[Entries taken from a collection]

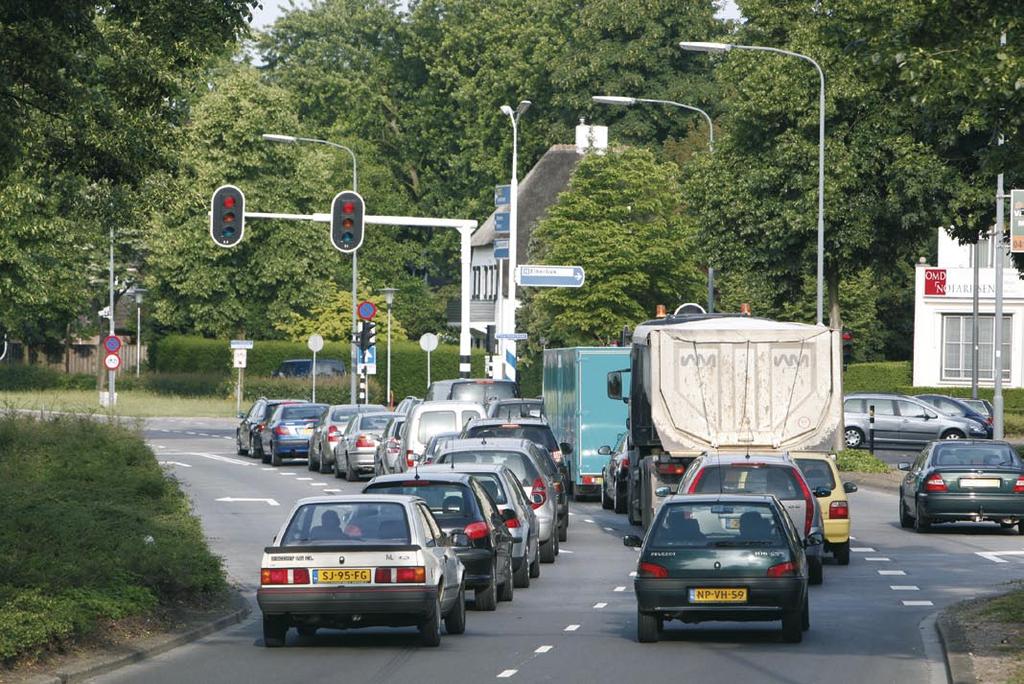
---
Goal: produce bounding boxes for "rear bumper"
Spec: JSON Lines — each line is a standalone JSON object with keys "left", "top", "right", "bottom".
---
{"left": 351, "top": 447, "right": 377, "bottom": 469}
{"left": 822, "top": 518, "right": 850, "bottom": 544}
{"left": 454, "top": 547, "right": 495, "bottom": 588}
{"left": 273, "top": 438, "right": 310, "bottom": 456}
{"left": 635, "top": 577, "right": 806, "bottom": 622}
{"left": 257, "top": 585, "right": 436, "bottom": 625}
{"left": 920, "top": 492, "right": 1024, "bottom": 520}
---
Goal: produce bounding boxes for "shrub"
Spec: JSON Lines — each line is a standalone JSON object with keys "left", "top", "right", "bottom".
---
{"left": 0, "top": 365, "right": 63, "bottom": 391}
{"left": 144, "top": 372, "right": 228, "bottom": 397}
{"left": 843, "top": 362, "right": 911, "bottom": 393}
{"left": 241, "top": 375, "right": 383, "bottom": 405}
{"left": 834, "top": 449, "right": 890, "bottom": 473}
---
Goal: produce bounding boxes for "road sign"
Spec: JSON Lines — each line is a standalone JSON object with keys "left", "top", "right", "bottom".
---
{"left": 357, "top": 300, "right": 378, "bottom": 321}
{"left": 494, "top": 238, "right": 509, "bottom": 260}
{"left": 494, "top": 211, "right": 510, "bottom": 234}
{"left": 1011, "top": 189, "right": 1024, "bottom": 253}
{"left": 358, "top": 345, "right": 377, "bottom": 375}
{"left": 496, "top": 332, "right": 528, "bottom": 341}
{"left": 307, "top": 334, "right": 324, "bottom": 353}
{"left": 103, "top": 353, "right": 121, "bottom": 370}
{"left": 419, "top": 333, "right": 439, "bottom": 352}
{"left": 103, "top": 335, "right": 122, "bottom": 353}
{"left": 233, "top": 349, "right": 247, "bottom": 369}
{"left": 494, "top": 184, "right": 511, "bottom": 206}
{"left": 515, "top": 265, "right": 586, "bottom": 288}
{"left": 229, "top": 339, "right": 254, "bottom": 350}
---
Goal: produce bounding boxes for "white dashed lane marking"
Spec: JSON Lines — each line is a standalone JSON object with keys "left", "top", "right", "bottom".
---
{"left": 865, "top": 557, "right": 890, "bottom": 562}
{"left": 878, "top": 570, "right": 906, "bottom": 576}
{"left": 296, "top": 478, "right": 313, "bottom": 481}
{"left": 584, "top": 519, "right": 595, "bottom": 523}
{"left": 497, "top": 670, "right": 517, "bottom": 678}
{"left": 629, "top": 572, "right": 637, "bottom": 577}
{"left": 262, "top": 468, "right": 274, "bottom": 471}
{"left": 564, "top": 625, "right": 580, "bottom": 632}
{"left": 535, "top": 645, "right": 553, "bottom": 654}
{"left": 614, "top": 586, "right": 626, "bottom": 592}
{"left": 890, "top": 586, "right": 919, "bottom": 591}
{"left": 280, "top": 472, "right": 295, "bottom": 476}
{"left": 850, "top": 547, "right": 876, "bottom": 552}
{"left": 310, "top": 483, "right": 328, "bottom": 487}
{"left": 593, "top": 602, "right": 607, "bottom": 609}
{"left": 902, "top": 600, "right": 934, "bottom": 607}
{"left": 324, "top": 489, "right": 341, "bottom": 493}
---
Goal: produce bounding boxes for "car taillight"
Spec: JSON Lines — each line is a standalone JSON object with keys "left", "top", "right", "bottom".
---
{"left": 503, "top": 511, "right": 520, "bottom": 528}
{"left": 829, "top": 501, "right": 849, "bottom": 520}
{"left": 375, "top": 567, "right": 426, "bottom": 583}
{"left": 925, "top": 474, "right": 947, "bottom": 493}
{"left": 530, "top": 478, "right": 548, "bottom": 509}
{"left": 261, "top": 568, "right": 309, "bottom": 585}
{"left": 552, "top": 480, "right": 563, "bottom": 494}
{"left": 987, "top": 416, "right": 994, "bottom": 425}
{"left": 637, "top": 561, "right": 669, "bottom": 578}
{"left": 292, "top": 568, "right": 310, "bottom": 584}
{"left": 1015, "top": 476, "right": 1024, "bottom": 494}
{"left": 621, "top": 458, "right": 630, "bottom": 468}
{"left": 464, "top": 521, "right": 489, "bottom": 540}
{"left": 273, "top": 426, "right": 289, "bottom": 436}
{"left": 794, "top": 470, "right": 815, "bottom": 535}
{"left": 356, "top": 434, "right": 375, "bottom": 448}
{"left": 657, "top": 463, "right": 686, "bottom": 476}
{"left": 406, "top": 449, "right": 415, "bottom": 467}
{"left": 767, "top": 561, "right": 798, "bottom": 577}
{"left": 256, "top": 422, "right": 266, "bottom": 432}
{"left": 327, "top": 425, "right": 340, "bottom": 443}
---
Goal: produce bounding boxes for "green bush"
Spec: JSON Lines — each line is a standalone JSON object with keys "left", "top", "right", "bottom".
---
{"left": 144, "top": 372, "right": 228, "bottom": 397}
{"left": 834, "top": 449, "right": 891, "bottom": 473}
{"left": 0, "top": 414, "right": 225, "bottom": 664}
{"left": 843, "top": 362, "right": 911, "bottom": 393}
{"left": 0, "top": 365, "right": 63, "bottom": 391}
{"left": 241, "top": 375, "right": 383, "bottom": 405}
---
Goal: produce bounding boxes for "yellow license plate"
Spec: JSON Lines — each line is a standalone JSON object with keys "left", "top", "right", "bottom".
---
{"left": 959, "top": 478, "right": 1000, "bottom": 488}
{"left": 314, "top": 568, "right": 371, "bottom": 584}
{"left": 689, "top": 587, "right": 748, "bottom": 603}
{"left": 301, "top": 428, "right": 313, "bottom": 436}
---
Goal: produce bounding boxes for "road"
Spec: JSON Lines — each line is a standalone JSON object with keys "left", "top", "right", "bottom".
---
{"left": 88, "top": 418, "right": 1024, "bottom": 683}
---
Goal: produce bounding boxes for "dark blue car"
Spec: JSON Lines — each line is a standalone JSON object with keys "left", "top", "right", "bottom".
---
{"left": 261, "top": 403, "right": 329, "bottom": 466}
{"left": 915, "top": 395, "right": 994, "bottom": 439}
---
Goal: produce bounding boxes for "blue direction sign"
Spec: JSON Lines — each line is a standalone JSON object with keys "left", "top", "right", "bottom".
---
{"left": 494, "top": 210, "right": 510, "bottom": 234}
{"left": 358, "top": 345, "right": 377, "bottom": 375}
{"left": 494, "top": 184, "right": 510, "bottom": 206}
{"left": 494, "top": 238, "right": 509, "bottom": 259}
{"left": 515, "top": 265, "right": 586, "bottom": 288}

TASK TO COMPLETE: The number of lines above where the word "bounding" occurs, and only that number, is the answer.

SOLUTION FOR THIS PROBLEM: 10